**Record list**

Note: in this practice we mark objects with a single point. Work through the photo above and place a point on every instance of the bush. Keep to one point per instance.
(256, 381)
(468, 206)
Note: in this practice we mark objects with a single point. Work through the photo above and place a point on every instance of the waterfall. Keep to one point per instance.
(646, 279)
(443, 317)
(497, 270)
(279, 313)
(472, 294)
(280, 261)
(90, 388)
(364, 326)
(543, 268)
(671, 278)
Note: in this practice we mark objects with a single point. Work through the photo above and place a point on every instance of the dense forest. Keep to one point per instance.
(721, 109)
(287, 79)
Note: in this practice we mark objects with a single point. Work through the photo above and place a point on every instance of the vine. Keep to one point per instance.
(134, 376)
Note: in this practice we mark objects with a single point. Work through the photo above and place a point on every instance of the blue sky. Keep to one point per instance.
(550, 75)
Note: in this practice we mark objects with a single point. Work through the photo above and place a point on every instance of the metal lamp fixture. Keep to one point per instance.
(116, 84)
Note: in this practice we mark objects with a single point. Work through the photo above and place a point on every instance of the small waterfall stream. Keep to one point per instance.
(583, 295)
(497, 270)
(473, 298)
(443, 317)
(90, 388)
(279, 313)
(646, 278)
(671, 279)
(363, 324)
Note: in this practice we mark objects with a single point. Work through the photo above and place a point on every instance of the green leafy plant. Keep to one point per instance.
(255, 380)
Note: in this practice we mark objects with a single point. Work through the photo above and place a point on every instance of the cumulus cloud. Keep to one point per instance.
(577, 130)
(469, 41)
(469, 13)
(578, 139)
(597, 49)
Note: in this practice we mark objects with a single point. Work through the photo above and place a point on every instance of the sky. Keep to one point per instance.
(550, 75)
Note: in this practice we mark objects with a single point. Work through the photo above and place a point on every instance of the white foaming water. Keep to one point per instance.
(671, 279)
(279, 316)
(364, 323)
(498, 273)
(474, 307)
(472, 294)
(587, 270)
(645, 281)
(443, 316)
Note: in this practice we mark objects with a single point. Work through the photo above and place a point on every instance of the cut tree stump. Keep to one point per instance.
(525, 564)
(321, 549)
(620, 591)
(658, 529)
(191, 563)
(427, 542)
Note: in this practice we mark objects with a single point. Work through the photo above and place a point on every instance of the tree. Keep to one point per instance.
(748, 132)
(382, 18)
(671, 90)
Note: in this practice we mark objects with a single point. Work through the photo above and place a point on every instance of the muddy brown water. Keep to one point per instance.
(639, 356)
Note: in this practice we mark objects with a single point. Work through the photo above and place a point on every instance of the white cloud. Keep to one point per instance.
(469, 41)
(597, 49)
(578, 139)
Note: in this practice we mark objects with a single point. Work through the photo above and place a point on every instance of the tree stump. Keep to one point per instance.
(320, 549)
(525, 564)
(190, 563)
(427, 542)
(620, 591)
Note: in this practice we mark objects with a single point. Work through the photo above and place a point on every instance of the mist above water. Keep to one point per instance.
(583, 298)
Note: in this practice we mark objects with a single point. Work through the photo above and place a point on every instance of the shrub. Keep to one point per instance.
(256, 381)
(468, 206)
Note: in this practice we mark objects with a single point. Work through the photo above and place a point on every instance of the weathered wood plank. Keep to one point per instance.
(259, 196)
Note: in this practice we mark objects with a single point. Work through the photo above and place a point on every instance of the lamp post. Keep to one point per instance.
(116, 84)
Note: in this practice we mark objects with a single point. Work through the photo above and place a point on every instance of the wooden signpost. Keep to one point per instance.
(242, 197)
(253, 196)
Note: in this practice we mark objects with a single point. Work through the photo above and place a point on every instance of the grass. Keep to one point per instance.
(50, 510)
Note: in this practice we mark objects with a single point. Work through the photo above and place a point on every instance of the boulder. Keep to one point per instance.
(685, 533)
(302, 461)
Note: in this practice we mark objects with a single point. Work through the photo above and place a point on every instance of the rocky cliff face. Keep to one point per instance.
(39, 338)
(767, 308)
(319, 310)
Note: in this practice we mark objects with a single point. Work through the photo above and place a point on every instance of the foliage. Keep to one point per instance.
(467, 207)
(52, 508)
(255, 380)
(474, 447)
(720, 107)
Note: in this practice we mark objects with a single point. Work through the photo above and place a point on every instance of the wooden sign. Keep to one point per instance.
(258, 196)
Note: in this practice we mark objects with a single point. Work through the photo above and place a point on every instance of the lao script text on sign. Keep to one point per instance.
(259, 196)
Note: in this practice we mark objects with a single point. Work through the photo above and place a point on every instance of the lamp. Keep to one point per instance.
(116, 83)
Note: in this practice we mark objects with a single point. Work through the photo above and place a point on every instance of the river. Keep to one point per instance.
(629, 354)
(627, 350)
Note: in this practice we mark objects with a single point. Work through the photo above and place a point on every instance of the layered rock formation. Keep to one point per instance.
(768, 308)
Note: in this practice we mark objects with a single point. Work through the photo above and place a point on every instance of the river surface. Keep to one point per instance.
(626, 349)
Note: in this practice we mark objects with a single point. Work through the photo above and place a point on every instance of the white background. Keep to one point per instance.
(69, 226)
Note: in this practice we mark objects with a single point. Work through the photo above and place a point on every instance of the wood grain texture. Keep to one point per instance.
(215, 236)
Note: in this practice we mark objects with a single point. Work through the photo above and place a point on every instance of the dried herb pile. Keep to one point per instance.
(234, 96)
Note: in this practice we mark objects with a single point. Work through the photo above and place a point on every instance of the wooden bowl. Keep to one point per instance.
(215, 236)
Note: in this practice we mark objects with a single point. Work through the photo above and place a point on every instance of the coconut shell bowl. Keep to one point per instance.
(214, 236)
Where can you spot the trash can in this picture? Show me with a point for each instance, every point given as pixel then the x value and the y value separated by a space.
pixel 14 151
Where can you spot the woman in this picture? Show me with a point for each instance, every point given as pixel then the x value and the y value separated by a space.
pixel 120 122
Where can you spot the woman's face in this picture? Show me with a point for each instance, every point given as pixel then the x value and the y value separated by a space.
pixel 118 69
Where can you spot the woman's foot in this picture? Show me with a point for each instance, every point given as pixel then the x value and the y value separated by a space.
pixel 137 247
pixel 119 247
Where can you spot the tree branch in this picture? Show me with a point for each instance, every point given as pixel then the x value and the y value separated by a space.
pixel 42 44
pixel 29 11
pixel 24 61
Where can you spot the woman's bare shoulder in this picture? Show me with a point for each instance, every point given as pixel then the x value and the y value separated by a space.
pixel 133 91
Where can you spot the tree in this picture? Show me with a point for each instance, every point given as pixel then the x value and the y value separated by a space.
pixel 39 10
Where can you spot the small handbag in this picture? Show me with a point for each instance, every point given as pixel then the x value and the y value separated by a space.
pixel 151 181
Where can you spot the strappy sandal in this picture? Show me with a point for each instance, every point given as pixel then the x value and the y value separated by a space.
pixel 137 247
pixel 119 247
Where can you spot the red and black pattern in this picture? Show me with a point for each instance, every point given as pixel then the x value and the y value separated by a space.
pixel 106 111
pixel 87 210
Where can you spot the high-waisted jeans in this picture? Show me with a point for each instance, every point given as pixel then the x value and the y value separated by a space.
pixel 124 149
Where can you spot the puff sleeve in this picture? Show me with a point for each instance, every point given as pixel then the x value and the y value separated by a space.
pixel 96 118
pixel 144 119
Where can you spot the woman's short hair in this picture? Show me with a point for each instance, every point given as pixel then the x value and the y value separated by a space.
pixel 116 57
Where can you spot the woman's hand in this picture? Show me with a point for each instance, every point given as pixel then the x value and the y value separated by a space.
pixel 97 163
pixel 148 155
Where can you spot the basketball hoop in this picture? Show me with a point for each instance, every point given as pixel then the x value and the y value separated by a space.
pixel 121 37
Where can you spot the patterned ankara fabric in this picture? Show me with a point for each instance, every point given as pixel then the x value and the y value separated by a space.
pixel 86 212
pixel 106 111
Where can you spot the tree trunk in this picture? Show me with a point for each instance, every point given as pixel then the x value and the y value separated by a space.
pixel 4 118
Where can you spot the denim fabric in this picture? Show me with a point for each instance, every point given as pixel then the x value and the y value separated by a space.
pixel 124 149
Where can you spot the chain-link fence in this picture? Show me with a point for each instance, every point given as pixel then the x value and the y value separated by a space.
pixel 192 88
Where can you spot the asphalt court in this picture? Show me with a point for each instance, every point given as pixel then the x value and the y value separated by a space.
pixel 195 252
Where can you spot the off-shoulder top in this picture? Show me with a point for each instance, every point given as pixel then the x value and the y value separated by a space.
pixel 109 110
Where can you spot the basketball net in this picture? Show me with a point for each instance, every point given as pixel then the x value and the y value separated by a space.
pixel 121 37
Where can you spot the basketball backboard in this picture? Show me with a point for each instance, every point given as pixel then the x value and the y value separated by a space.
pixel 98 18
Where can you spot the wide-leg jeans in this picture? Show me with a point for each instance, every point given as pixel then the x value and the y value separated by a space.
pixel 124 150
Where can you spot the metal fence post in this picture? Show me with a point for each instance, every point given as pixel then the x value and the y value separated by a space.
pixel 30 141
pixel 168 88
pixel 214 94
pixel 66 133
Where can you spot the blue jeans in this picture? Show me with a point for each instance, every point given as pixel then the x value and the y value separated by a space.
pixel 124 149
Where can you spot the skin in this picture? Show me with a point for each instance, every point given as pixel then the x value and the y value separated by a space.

**What the exercise asks**
Print the data above word for word, from the line containing "Where can you spot the blue" down through the last line.

**Task solution**
Where can you spot the blue jeans in this picture? Show me with a point for each instance, every point given as pixel then the x value and the y value separated by a space.
pixel 124 149
Where can you spot the skin in this picture? Show me with a point for each instance, every point given as pixel then the x value and the y value separated by a space.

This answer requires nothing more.